■ **EXERCISE**
Would you restate every entry below word for word? Leave out the pictures.

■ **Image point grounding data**

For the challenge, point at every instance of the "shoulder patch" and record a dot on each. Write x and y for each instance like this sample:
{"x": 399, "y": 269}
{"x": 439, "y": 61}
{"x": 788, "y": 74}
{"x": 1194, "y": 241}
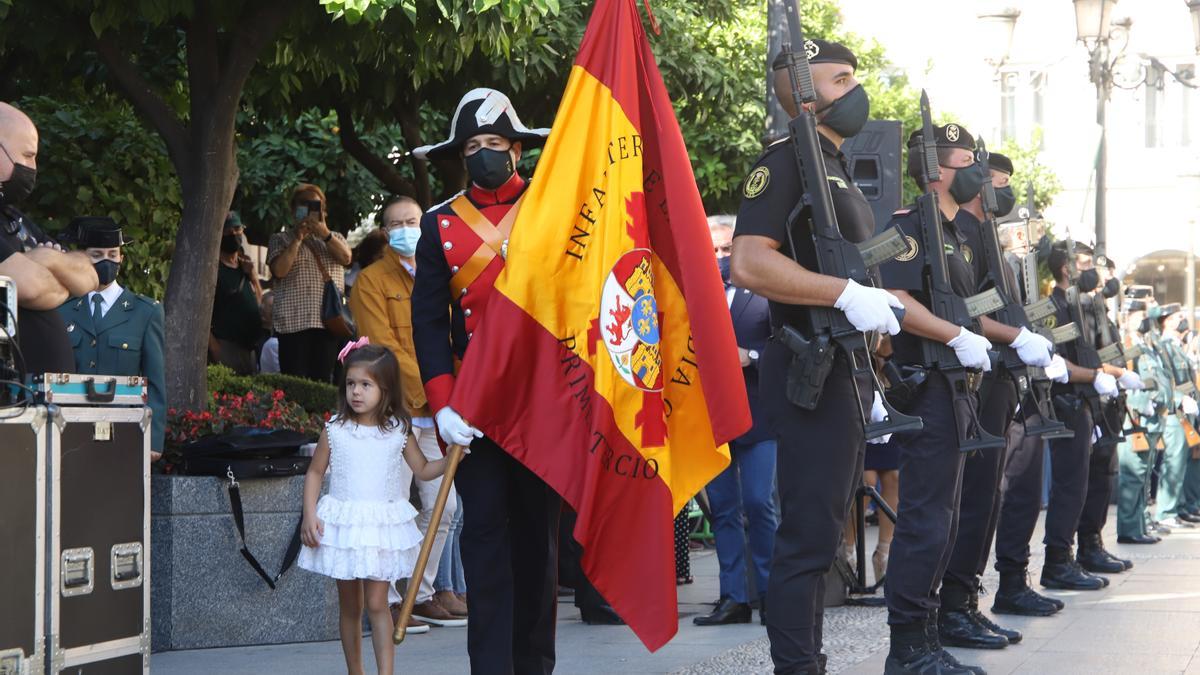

■ **EXPECTED ANSWER**
For the challenge, point at every instance of the "shoulder patch" and record a dot on each. Write x and y for each instance like this sample:
{"x": 399, "y": 269}
{"x": 439, "y": 61}
{"x": 788, "y": 74}
{"x": 1194, "y": 241}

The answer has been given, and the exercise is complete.